Wählen zu dürfen ist ein Privileg. Ich weiß, das sagt man so, aber wenn man in Europa den Blick nach links und rechts wirft, ist es beängstigend, wie fragil die Demokratie geworden ist. Also: Pack eine Freundin, einen Freund, holt euch einen Kaffee und stellt euch am Sonntag in Eurem Wahllokal an, um von eurem Wahlrecht Gebrauch zu machen. Und weil es mir noch nicht reicht mit Literatur, gehe ich anschließend zu „Bücher im Dialog“ im Gasteig HP8, denn da wird über mein oben genannten Herbst-Favorit diskutiert – Frankenstein von Mary Shelley. Die zweiteilige Vortragsreihe von der Hochschule München behandelt am Sonntag, 8. Oktober, Frankenstein und am 15. Oktober Michel Houellebecqs „Elementarteilchen“. In beiden geht es um Moral und Monster – Count me in.
Am Montag heißt es zurück vor den Laptop, denn ich muss einen Text fertig schreiben. Das bedeutet: Transkribieren, viel Kaffee trinken und lange auf den Bildschirm starren. Vielleicht mache ich einen Abstecher ins Café Clara – dort gibt es schnelles Wlan, Plätze in der Sonne und bezahlbare Preise. Wenn ich danach noch aufnahmefähig sein sollte, schaue ich beim Studio Isabella vorbei – ein wunderbares Retro-Kino, das ist nur ein paar hundert Meter die Straße runter liegt und zeigt seit 1919 Arthousefilme und Blockbuster.
Das Zeitfenster für Spaß ist unter der Woche begrenzt – deshalb heißt es, die Zeit vor und nach der Arbeit produktiv zu nutzen. Bevor es am Dienstag zum Co-Working geht, hole ich mir auf dem Weg das beste Croissant der Stadt. Ich habe wahnsinniges Glück, denn das gibt es direkt bei mir vor der Haustür bei DerDieDas Deli. Und nach der Arbeit geht es zum Sport. Denn um diesen Winter nicht wie jedes Jahr zehn Mal krank zu werden, habe ich mir vorgenommen (dieses Mal aber wirklich!) das mit dem Sport durchzuziehen. Ich habe mich bei Beat81 in eine Spinning Class eingetragen. Vielleicht muss ich anschließend in ein Sauerstoffzelt, wish me luck.

──────────

AUFGABE A
Seit welchem Jahr zeigt laut Übungstext das Studio Isabella Filme?
AUFGABE B
Liefere die Fortsetzung des Übungstexts über die Wochenpläne im Anschluss an dessen letzten Satz.
Die Daten stammen aus einer anderen Quelle als der Übungstext.

──────────

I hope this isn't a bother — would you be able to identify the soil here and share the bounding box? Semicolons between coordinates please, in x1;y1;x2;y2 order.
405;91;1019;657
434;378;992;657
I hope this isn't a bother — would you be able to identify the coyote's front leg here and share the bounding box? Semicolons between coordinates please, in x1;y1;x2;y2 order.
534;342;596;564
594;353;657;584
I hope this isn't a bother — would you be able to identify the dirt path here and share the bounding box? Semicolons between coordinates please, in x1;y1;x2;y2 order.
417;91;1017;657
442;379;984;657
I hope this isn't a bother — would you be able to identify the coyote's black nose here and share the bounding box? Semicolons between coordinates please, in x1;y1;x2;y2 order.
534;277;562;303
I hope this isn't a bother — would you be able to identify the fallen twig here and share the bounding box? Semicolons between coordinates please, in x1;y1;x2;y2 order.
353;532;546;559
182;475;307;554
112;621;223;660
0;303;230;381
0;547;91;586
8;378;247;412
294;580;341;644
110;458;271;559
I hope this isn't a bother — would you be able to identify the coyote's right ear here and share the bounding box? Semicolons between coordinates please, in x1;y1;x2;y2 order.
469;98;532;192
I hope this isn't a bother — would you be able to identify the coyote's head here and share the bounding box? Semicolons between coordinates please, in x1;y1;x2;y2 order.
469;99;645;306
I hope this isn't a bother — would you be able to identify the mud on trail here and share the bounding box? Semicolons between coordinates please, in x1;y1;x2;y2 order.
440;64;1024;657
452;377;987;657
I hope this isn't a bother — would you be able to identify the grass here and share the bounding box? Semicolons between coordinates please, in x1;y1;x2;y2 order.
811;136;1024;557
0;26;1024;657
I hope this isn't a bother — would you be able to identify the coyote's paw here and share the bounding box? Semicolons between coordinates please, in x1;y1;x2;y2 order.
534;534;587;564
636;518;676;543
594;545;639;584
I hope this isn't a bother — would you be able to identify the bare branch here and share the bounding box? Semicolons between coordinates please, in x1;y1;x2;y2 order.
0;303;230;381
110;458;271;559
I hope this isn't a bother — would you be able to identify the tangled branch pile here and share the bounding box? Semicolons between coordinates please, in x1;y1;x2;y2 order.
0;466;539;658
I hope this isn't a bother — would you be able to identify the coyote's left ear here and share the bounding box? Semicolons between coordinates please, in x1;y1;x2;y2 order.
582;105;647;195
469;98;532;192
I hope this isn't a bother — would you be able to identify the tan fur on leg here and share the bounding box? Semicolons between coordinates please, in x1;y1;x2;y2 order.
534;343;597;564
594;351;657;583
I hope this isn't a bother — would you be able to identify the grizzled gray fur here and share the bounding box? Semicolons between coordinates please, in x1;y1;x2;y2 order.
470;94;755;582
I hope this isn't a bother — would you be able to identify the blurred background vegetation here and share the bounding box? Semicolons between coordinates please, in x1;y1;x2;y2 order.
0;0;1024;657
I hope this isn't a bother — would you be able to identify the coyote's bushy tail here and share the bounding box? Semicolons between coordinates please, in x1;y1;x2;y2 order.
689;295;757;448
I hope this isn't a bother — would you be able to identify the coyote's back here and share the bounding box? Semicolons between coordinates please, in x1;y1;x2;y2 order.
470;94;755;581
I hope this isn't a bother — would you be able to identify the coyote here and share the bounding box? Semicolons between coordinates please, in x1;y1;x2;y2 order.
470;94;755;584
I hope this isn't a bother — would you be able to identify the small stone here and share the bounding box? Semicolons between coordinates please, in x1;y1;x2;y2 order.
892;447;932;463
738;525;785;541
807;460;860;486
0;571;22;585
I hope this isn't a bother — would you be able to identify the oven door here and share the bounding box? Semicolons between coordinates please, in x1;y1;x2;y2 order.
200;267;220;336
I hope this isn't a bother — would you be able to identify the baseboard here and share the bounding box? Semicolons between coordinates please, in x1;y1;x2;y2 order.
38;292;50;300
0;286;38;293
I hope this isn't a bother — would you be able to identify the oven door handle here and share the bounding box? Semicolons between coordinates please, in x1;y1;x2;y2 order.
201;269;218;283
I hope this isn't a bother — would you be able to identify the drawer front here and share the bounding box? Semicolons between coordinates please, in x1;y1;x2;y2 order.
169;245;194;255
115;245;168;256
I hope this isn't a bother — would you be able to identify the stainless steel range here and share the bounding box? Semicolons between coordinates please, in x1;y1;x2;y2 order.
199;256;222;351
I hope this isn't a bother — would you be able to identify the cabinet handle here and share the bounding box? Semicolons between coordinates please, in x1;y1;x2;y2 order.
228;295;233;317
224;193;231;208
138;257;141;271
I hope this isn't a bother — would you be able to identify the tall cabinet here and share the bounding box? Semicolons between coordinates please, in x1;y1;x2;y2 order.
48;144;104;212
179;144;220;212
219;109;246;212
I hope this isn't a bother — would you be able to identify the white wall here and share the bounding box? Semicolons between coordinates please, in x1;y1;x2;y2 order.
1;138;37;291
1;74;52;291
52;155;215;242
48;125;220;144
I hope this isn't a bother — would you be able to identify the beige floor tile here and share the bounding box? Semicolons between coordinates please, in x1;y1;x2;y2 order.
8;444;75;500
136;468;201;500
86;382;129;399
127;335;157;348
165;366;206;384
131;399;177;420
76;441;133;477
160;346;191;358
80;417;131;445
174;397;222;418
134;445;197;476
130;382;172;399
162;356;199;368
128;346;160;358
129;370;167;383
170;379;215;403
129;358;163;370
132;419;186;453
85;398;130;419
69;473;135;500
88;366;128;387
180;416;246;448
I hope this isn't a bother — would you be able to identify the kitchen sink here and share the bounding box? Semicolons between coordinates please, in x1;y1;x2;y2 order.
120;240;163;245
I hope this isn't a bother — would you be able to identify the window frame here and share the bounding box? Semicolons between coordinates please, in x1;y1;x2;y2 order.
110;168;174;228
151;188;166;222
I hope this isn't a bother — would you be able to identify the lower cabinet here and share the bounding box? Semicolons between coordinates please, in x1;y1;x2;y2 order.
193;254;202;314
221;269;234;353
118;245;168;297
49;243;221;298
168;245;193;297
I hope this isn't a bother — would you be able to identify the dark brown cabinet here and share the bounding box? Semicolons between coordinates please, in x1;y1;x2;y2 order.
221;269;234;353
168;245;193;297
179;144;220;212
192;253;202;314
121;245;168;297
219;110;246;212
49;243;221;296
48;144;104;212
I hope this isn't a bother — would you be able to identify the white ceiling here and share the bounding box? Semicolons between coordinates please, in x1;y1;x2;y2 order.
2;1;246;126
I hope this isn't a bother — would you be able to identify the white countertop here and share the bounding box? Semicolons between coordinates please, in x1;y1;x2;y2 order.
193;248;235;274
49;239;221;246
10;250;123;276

──────────

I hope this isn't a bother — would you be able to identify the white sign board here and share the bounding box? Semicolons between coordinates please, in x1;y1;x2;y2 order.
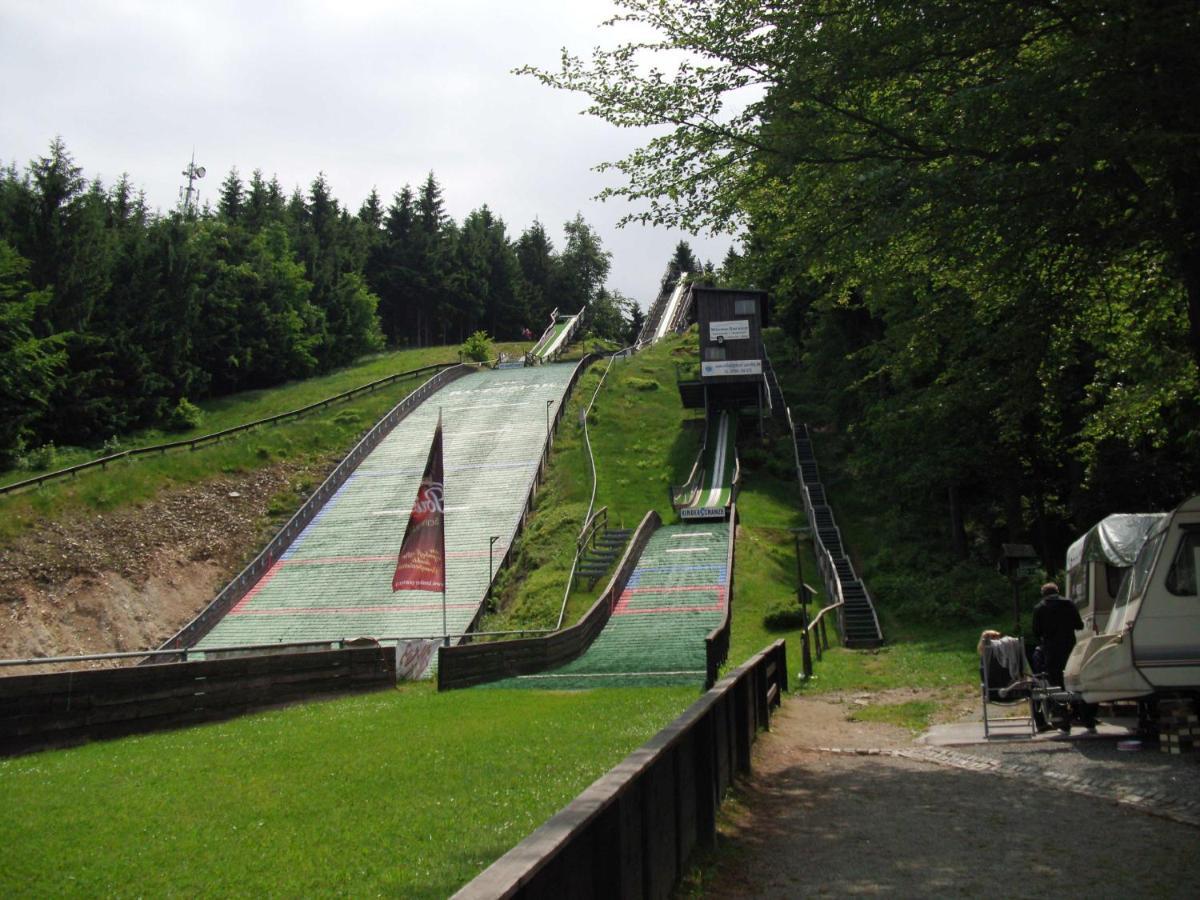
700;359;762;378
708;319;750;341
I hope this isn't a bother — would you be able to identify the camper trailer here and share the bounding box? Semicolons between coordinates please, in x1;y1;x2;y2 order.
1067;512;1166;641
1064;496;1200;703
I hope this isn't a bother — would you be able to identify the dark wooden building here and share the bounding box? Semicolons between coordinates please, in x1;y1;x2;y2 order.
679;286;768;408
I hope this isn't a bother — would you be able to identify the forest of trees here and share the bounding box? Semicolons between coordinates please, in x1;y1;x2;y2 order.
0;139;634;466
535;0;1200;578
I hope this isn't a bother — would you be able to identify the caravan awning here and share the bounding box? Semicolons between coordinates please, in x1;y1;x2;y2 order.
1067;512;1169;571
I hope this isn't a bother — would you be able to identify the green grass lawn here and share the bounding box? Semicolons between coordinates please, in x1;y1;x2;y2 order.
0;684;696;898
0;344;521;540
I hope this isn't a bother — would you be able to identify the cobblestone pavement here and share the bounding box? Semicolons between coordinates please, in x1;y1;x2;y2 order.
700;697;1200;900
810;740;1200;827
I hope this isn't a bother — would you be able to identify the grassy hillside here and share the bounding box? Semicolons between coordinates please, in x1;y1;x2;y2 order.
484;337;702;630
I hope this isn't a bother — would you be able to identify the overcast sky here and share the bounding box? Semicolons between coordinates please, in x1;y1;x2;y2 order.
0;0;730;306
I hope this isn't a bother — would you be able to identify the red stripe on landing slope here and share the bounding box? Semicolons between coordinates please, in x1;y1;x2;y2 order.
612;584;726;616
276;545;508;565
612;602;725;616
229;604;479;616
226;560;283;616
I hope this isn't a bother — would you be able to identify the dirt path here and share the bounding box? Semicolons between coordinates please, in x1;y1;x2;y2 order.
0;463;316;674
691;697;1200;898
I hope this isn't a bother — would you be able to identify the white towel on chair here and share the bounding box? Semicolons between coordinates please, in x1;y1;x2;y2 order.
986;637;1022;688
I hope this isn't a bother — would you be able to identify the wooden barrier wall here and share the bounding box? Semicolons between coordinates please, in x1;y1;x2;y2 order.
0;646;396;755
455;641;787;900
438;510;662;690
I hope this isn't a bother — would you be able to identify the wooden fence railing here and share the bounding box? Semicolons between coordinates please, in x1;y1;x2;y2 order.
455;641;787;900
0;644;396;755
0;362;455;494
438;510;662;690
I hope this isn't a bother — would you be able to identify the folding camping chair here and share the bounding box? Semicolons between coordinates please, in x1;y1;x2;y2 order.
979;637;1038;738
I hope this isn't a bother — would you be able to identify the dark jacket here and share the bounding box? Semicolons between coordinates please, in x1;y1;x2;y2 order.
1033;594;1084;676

──────────

ANTWORTFELD A
Seit 1919.

ANTWORTFELD B
Der innere Schweinehund eingewickelt in warme Decken und mit Tee in der Hand schreit, nach der Arbeit doch endlich zu Hause bleiben zu dürfen. Aber für Sophie Passmann raffe ich mich gerne von meinem Sofa auf. Sie hält am Mittwoch in der Muffathalle eine Lesung aus ihrem neuen Buch „Pick Me Girls“. Dabei setzt sie sich mit dem Phänomen auseinander, dass Frauen am besten ganz anders als andere Frauen sein wollen – woher kommt das? Ich bin gespannt es herauszufinden.
Brauche ich ein weiteres Hobby? Nein. Kann ich gut zeichnen? Es geht. Trotzdem gehe ich um 19 Uhr am Donnerstag zum Aktzeichnen in den Akthof in der Türkenstraße. Kommt man einmal über den zugegebenermaßen leicht befremdlichen Moment hinweg, wenn eine Person sich nackt auf ein Podest stellt, damit du sie zeichnen kannst, macht das richtig Spaß. Man lernt über Schattierungen, Lichteinfall und Formen. Bonus: Man kommt sich ein wenig vor wie Leonardo Di Caprio in Titanic.
Ich glaube, ich habe eine Antwort darauf gefunden, warum ich den Herbst so liebe: Im Sommer habe ich sofort ein schlechtes Gewissen, wenn ich nicht den Tag in der Sonne nutze. Im Herbst kann ich aktmalend, töpfernd und häkelnd zu Hause bleiben – selbst an einem Freitagabend.